BEGIN Text excerpt
Contagion from Italy’s Bank Meltdown Spreads, by Don Quijones

Italy’s banks may be the straw that breaks markets’ backs. Or the Europeans may do what they do best: kick the can and save face. From Don Quijones at wolfstreet.com:

There’s a pervasive sense of inevitability to Italy’s banking crisis.

Without a taxpayer-funded bailout that directly contravenes the Eurozone’s new bail-in rules, the world’s oldest surviving bank, Monte Dei Paschi, could soon be out of business. Shares of the decrepit financial entity have long been reduced to a penny stock. So far this year, they’ve lost 78% to close on Tuesday at an inconsequential €0.28.

The closer it comes to its end, the louder the calls for its rescue. Last week saw two out of three of the members of the institutional triad formerly known as the Troika — the ECB and the IMF — lend their support to a taxpayer funded bailout of Italy’s banking system. So, too, did the biggest U.S. bank by assets, JP Morgan Chase.

All that was needed was for Europe’s most influential bank, New York-based Goldman Sachs, to give its blessing. That came on Monday in a report whose conclusion is fittingly Goldman-esque: saving Italy’s banks is not just necessary; it would be a bargain for all concerned. The authors breezily point out that the €210 billion euros of non-performing loans (ha, the ECB says €360 billion and growing every time someone looks at it) on the books of the banks could all be wiped out with the equivalent of just nine months of ECB President (and former Goldmanite) Mario Draghi’s bond purchases.

Here’s the FT:

With the ECB hoovering up €120bn per year of outstanding Italian government bonds as part of its quantitative easing scheme, “by the time QE is over – not sooner than end 2017, on our baseline scenario – around a fifth of Italy’s public debt will be sitting on the Bank of Italy’s balance sheet”, writes Francesco Garzarelli at Goldman…

Bringing the entire net stock of bad loans onto the government’s balance sheet would be equivalent to 9-months worth of BTP [Italian government bond] purchases by the ECB…

With four days for authorities to come up with a plan to inject capital into Monte dei Paschi, Goldman adds that some form of “state intervention is both “likely and, at this late stage, desirable”.
END Text excerpt
BEGIN Supplied records
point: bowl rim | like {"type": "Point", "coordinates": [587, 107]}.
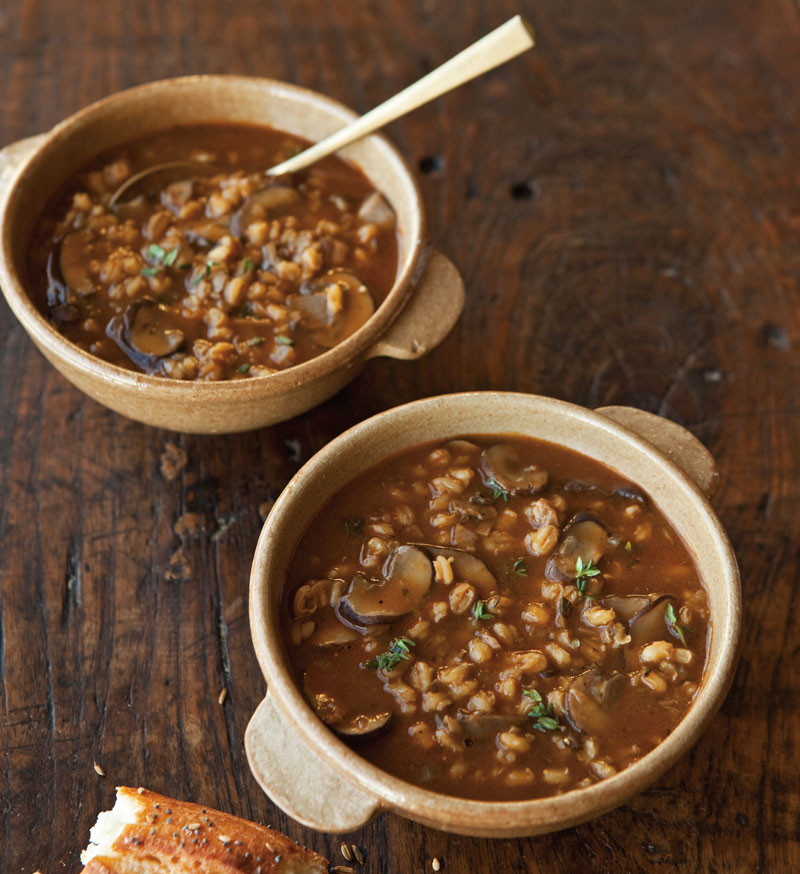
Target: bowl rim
{"type": "Point", "coordinates": [501, 818]}
{"type": "Point", "coordinates": [344, 354]}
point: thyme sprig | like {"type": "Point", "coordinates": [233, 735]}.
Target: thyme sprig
{"type": "Point", "coordinates": [398, 651]}
{"type": "Point", "coordinates": [544, 714]}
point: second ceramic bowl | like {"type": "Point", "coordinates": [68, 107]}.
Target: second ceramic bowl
{"type": "Point", "coordinates": [323, 783]}
{"type": "Point", "coordinates": [418, 313]}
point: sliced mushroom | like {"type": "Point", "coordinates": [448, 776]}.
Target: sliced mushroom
{"type": "Point", "coordinates": [650, 623]}
{"type": "Point", "coordinates": [332, 307]}
{"type": "Point", "coordinates": [476, 510]}
{"type": "Point", "coordinates": [589, 701]}
{"type": "Point", "coordinates": [76, 252]}
{"type": "Point", "coordinates": [630, 493]}
{"type": "Point", "coordinates": [466, 566]}
{"type": "Point", "coordinates": [408, 574]}
{"type": "Point", "coordinates": [481, 726]}
{"type": "Point", "coordinates": [626, 606]}
{"type": "Point", "coordinates": [583, 537]}
{"type": "Point", "coordinates": [376, 209]}
{"type": "Point", "coordinates": [146, 332]}
{"type": "Point", "coordinates": [262, 205]}
{"type": "Point", "coordinates": [503, 468]}
{"type": "Point", "coordinates": [362, 724]}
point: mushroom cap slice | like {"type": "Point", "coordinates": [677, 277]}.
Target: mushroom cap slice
{"type": "Point", "coordinates": [583, 537]}
{"type": "Point", "coordinates": [650, 623]}
{"type": "Point", "coordinates": [407, 576]}
{"type": "Point", "coordinates": [502, 466]}
{"type": "Point", "coordinates": [466, 566]}
{"type": "Point", "coordinates": [332, 307]}
{"type": "Point", "coordinates": [362, 724]}
{"type": "Point", "coordinates": [589, 701]}
{"type": "Point", "coordinates": [626, 606]}
{"type": "Point", "coordinates": [481, 726]}
{"type": "Point", "coordinates": [262, 205]}
{"type": "Point", "coordinates": [146, 332]}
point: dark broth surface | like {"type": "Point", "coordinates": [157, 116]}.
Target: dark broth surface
{"type": "Point", "coordinates": [212, 270]}
{"type": "Point", "coordinates": [495, 618]}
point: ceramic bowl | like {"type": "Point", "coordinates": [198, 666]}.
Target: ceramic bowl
{"type": "Point", "coordinates": [419, 311]}
{"type": "Point", "coordinates": [321, 782]}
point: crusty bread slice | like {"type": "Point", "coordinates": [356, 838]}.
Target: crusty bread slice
{"type": "Point", "coordinates": [146, 833]}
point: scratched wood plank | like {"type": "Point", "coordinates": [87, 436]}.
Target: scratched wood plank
{"type": "Point", "coordinates": [624, 205]}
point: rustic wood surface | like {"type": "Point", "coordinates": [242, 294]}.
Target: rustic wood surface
{"type": "Point", "coordinates": [624, 205]}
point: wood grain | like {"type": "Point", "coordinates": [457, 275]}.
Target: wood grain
{"type": "Point", "coordinates": [624, 204]}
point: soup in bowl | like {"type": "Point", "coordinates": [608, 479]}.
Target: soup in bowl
{"type": "Point", "coordinates": [495, 614]}
{"type": "Point", "coordinates": [210, 297]}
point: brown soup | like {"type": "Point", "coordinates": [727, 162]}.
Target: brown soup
{"type": "Point", "coordinates": [496, 618]}
{"type": "Point", "coordinates": [210, 269]}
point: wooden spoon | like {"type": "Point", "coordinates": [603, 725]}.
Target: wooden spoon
{"type": "Point", "coordinates": [492, 50]}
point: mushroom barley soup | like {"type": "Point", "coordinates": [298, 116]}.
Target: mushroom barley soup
{"type": "Point", "coordinates": [209, 269]}
{"type": "Point", "coordinates": [496, 618]}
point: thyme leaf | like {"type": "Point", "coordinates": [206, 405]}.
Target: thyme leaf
{"type": "Point", "coordinates": [479, 611]}
{"type": "Point", "coordinates": [353, 526]}
{"type": "Point", "coordinates": [398, 651]}
{"type": "Point", "coordinates": [497, 490]}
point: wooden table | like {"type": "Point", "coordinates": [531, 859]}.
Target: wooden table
{"type": "Point", "coordinates": [624, 205]}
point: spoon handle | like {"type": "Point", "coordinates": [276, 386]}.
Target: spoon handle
{"type": "Point", "coordinates": [494, 49]}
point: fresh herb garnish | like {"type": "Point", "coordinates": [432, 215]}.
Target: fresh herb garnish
{"type": "Point", "coordinates": [160, 255]}
{"type": "Point", "coordinates": [479, 611]}
{"type": "Point", "coordinates": [674, 626]}
{"type": "Point", "coordinates": [398, 651]}
{"type": "Point", "coordinates": [583, 572]}
{"type": "Point", "coordinates": [353, 526]}
{"type": "Point", "coordinates": [544, 714]}
{"type": "Point", "coordinates": [497, 490]}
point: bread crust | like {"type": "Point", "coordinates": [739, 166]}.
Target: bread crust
{"type": "Point", "coordinates": [178, 835]}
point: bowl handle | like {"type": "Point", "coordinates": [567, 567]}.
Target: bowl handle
{"type": "Point", "coordinates": [678, 444]}
{"type": "Point", "coordinates": [298, 780]}
{"type": "Point", "coordinates": [11, 157]}
{"type": "Point", "coordinates": [429, 316]}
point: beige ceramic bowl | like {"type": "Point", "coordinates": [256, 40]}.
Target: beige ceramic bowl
{"type": "Point", "coordinates": [320, 781]}
{"type": "Point", "coordinates": [421, 308]}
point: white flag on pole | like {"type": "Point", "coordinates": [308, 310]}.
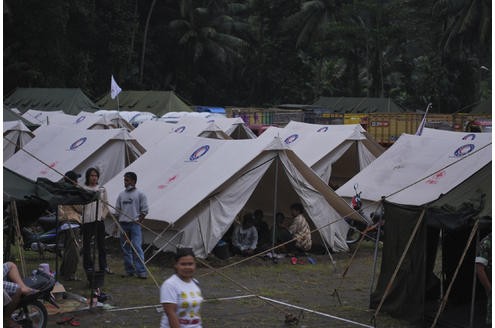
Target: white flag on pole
{"type": "Point", "coordinates": [419, 131]}
{"type": "Point", "coordinates": [114, 89]}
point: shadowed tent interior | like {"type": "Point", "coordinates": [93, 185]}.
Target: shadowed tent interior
{"type": "Point", "coordinates": [446, 176]}
{"type": "Point", "coordinates": [156, 102]}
END Supplied records
• Activities:
a. Swap "bail-in rules" for "resolution rules" in the article on Italy's banks: begin at the words "Without a taxpayer-funded" and stop after "an inconsequential €0.28.".
b. In the article on Italy's banks, how much have Monte Dei Paschi shares lost so far this year?
c. What euro amounts does the article on Italy's banks mention?
Answer from the article alone.

• Responses by task:
a.
Without a taxpayer-funded bailout that directly contravenes the Eurozone’s new resolution rules, the world’s oldest surviving bank, Monte Dei Paschi, could soon be out of business. Shares of the decrepit financial entity have long been reduced to a penny stock. So far this year, they’ve lost 78% to close on Tuesday at an inconsequential €0.28.

b. 78%

c.
- €0.28
- €210 billion
- €360 billion
- €120bn